[Exercise brief]
Leaving out all images, return the entries below exactly.

_ _ _ _ _ _ _

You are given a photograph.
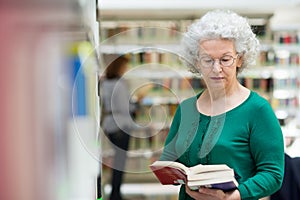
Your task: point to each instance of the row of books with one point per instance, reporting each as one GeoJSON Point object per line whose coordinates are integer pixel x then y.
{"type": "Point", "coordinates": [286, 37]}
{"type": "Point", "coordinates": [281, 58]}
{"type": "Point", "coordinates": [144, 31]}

_ _ _ _ _ _ _

[Written solution]
You are given a photograph.
Your task: point to each instance of the row of books with one point per instance, reporting each as one GeoJSON Point object per line whose coordinates are integer pixel x then y.
{"type": "Point", "coordinates": [286, 37]}
{"type": "Point", "coordinates": [281, 58]}
{"type": "Point", "coordinates": [144, 31]}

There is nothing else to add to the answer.